| WHAT IS BEING ASKED |
Please set down, word for word, the stretch of the OPTICA trial discussion below from "While the results" through "real life cohorts.".

We found that the multimorbid older patients who participated in the OPTICA trial were comparable to those in the FIRE database in terms of sociodemographic variables, health services use and clinical characteristics. For the variables were there was a statistically significant difference between the groups, most had standardized differences close but not passing the ASD threshold of 0.2 for meaningful differences between the groups (e.g. number of medications: OPTICA median = 6, FIRE median = 7, ASD = 0.23, number of consultations OPTICA median = 16, FIRE median = 13, ASD = 0.216). There is a lower proportion of female participants in the OPTICA trial than in the reference FIRE cohort. However, since no difference in willingness to deprescribe according to sex has been identified [
39,
47], we do not anticipate that this sex imbalance will affect the results of the OPTICA trial.
We found that the trial participants recruited from the random screening lists (around two thirds of patients) and those who were recruited outside of these lists (around one third of patients) were comparable. While systematic differences in recruitment behaviour (i.e. differential recruitment [
48]) has been reported previously in the context of a cluster-randomized controlled trial in primary care (UK BEAM trial) [
49], we did not find evidence for a bias in the selection of participants in the OPTICA trial. The UK BEAM trial reported, for example, that patients in participating practices were experiencing milder back pain (which the intervention targeted) than those in the control group and thus highlighted the potential for the recruitment process to bias study results [
49]. The use of random screening lists helped to standardize patient recruitment but, in light of the imperfect nature of the screening lists, we also allowed GPs to recruit patients who were not on these lists. We assumed that giving participating GPs some flexibility in the recruitment process would allow them to better integrate recruitment into their regular practice and would therefore optimise recruitment.
Concerning patients’ willingness to deprescribe, we found that the OPTICA study participants had a high involvement in their medication use and > 80% were willing to stop one or more of their regular medications if their doctor told them this was possible. These findings are in line with previous research. Another study conducted in Switzerland found that 77% of older adults would be willing to stop one or more of their medications [
39] and similar proportions were found in studies in other countries (88% in Australia [
47], 92% in the United States [
50], 83% in Singapore [
51]). While these numbers have to be interpreted with caution (e.g. social desirability bias, not medication specific, hypothetical nature of the question), it shows that older patients may be open to optimizing their medication use through deprescribing. We also found the factor scores to be comparable to the results from a study in Australian older adults [
47]. This information is crucial for implementing medication optimization interventions, and in the context of the OPTICA trial, it shows that patients’ attitudes towards deprescribing may not be a barrier to implementation of deprescribing.
While the results presented in this manuscript are primarily Swiss-specific, we can draw a more broadly applicable conclusion; it appears to be possible to recruit a sample of study participants in primary care trials that is comparable to real life cohorts.

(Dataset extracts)

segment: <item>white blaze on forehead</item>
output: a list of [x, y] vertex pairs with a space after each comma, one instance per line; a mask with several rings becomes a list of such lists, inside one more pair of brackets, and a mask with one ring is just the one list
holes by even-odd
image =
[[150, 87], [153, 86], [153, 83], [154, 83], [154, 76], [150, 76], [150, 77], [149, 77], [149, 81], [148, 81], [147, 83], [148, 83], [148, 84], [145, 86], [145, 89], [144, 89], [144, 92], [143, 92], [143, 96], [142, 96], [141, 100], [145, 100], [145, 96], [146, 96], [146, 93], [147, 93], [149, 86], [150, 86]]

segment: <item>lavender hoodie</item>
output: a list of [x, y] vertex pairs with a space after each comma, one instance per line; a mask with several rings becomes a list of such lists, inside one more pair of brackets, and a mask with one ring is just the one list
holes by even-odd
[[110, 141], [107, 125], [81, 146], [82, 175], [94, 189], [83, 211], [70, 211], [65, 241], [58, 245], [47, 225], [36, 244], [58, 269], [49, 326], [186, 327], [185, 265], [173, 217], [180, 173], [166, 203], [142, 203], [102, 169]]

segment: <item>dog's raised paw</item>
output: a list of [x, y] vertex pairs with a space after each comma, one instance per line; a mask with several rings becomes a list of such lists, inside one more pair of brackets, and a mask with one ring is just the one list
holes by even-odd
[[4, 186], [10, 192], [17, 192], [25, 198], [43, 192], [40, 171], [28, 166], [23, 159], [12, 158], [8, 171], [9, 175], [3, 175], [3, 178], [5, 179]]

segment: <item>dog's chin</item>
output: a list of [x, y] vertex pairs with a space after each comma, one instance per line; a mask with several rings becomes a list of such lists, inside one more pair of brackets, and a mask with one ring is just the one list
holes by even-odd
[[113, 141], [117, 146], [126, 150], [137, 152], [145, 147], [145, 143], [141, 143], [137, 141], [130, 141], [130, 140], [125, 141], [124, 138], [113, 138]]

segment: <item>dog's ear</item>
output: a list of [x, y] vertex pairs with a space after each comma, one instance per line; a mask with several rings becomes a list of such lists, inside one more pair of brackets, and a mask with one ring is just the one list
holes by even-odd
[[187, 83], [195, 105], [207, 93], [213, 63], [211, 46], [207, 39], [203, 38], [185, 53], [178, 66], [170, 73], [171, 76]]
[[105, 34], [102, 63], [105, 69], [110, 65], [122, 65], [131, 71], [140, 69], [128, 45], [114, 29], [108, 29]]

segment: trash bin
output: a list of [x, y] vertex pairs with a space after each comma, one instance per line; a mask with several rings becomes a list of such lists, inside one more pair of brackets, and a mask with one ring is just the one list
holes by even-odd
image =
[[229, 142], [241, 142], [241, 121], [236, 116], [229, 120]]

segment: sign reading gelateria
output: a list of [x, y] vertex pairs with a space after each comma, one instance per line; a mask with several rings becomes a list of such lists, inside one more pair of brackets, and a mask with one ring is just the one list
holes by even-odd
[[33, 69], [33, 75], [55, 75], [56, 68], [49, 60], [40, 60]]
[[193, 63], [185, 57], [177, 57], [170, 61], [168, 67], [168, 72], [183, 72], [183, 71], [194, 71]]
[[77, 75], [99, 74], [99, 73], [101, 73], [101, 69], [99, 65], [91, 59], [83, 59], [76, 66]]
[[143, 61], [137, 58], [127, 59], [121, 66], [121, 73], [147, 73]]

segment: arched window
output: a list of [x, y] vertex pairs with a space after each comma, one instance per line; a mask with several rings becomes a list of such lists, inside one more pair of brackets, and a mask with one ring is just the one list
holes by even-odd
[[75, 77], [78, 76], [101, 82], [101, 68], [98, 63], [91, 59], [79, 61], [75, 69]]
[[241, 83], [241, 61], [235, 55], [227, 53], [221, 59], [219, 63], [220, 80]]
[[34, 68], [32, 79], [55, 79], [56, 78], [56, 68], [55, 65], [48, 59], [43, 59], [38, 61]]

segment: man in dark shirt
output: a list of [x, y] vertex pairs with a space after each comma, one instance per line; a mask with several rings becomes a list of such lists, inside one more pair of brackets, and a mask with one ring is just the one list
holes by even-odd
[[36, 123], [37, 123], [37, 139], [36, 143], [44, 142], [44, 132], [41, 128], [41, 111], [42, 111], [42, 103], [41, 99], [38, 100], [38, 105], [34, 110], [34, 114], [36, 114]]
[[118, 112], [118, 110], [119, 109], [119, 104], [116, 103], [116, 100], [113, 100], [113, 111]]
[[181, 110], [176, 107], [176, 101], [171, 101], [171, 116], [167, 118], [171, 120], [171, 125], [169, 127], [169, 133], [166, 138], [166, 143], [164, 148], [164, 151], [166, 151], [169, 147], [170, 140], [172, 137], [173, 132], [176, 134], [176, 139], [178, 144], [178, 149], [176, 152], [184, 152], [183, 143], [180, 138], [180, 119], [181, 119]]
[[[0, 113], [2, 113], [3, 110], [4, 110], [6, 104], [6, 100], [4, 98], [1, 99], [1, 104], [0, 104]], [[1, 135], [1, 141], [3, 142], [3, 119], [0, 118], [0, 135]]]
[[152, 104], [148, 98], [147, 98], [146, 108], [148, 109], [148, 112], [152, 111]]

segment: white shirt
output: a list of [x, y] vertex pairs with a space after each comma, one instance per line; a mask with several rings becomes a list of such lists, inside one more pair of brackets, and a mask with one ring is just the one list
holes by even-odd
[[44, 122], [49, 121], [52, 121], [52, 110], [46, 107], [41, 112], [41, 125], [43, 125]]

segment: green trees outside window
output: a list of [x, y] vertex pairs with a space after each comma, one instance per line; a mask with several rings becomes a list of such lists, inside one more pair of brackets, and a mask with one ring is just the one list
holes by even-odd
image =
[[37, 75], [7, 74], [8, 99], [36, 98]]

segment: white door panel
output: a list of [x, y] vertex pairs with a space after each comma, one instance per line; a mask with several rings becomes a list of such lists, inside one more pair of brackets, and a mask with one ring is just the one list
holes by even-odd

| TASK RESULT |
While the results presented in this manuscript are primarily Swiss-specific, we can draw a more broadly applicable conclusion; it appears to be possible to recruit a sample of study participants in primary care trials that is comparable to real life cohorts.